What Are Veneers?
They are basically like false fingernails that fit over the front and the edge of the teeth. They are designed basically to enhance and improve the colour of the teeth, the size of the teeth and the shape of the teeth and they are one of the most commonly used cosmetic dentistry materials.
Veneers are basically made of two materials. One is porcelain and the other is composite resin, and the veneer basically is designed to fit over the front of the teeth and just slightly over the edge, as you can be seen in our explainer video.
Porcelain is a glass-like substance, also sometimes called ceramic. Veneers are the most life-like, most durable and prettiest form of veneer and they generally have to be made in the dental laboratory by one of our master ceramic technicians.
The other method is to use a composite resin and again they can also be made in the laboratory. But very often they’re done by the dentist’s chair side, and the dentist uses his/her artistry and his skill to build the veneer up directly onto the patient’s tooth.
Composite Bonding or Ceramic Technicians
If veneers are made with a very skilled pair of hands, either the dentist’s hands, for example, making composite veneers often called bonding or the master ceramic technicians that make porcelain veneers in essence, the skill of the craftsman. Making those two things is the most important factor in having them look natural.

== TASK STATEMENT ==
Answer these questions from the veneers text:
1. What two materials are veneers made of?
2. What is porcelain also sometimes called?
3. Where are composite resin veneers very often done?
Rely only on the veneers text above.

== Region pointing data ==

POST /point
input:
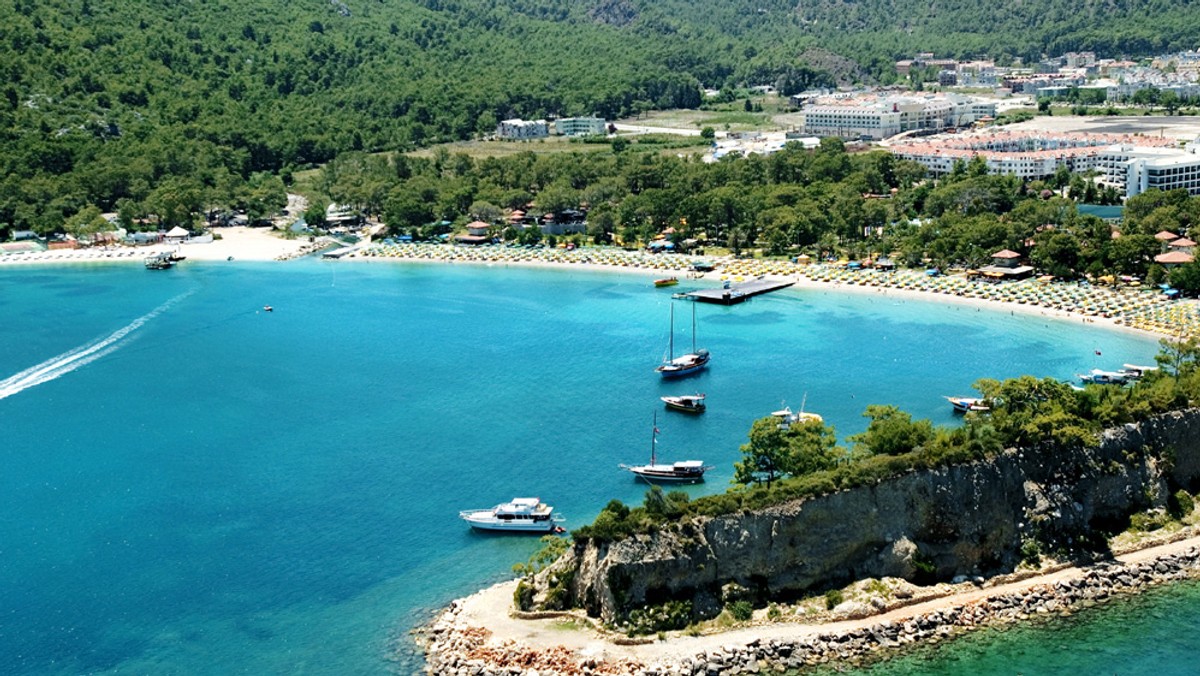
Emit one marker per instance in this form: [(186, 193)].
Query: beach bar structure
[(736, 293)]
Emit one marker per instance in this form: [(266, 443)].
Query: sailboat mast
[(694, 328), (671, 339), (654, 437)]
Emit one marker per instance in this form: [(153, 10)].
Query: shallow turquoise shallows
[(195, 485)]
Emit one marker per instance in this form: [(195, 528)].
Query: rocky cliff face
[(961, 520)]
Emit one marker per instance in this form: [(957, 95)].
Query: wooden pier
[(738, 292)]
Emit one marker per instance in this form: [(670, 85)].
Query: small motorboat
[(685, 404), (967, 404), (520, 515), (1105, 377)]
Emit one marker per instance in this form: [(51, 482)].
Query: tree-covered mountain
[(130, 105)]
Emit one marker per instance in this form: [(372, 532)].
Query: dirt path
[(490, 609)]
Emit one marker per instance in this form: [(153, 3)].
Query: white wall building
[(877, 118), (581, 126), (519, 130), (1131, 166)]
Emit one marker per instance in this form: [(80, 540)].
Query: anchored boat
[(522, 515), (685, 404), (683, 472), (687, 364)]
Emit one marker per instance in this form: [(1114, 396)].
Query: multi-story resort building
[(875, 118), (520, 130), (581, 126), (1129, 163)]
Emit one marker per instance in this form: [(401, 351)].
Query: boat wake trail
[(81, 356)]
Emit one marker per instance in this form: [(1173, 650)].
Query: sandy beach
[(486, 617), (239, 243), (1140, 310)]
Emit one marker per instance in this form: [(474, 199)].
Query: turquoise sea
[(193, 485)]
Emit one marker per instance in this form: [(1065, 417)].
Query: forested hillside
[(168, 107)]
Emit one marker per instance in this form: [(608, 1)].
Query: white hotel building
[(1132, 165), (869, 118)]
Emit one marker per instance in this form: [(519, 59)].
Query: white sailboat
[(683, 472), (685, 364)]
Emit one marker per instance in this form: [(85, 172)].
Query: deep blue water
[(193, 485)]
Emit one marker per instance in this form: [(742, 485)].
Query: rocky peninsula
[(961, 532)]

== EXERCISE OUTPUT ==
1. Porcelain and composite resin.
2. Ceramic.
3. By the dentist's chair side.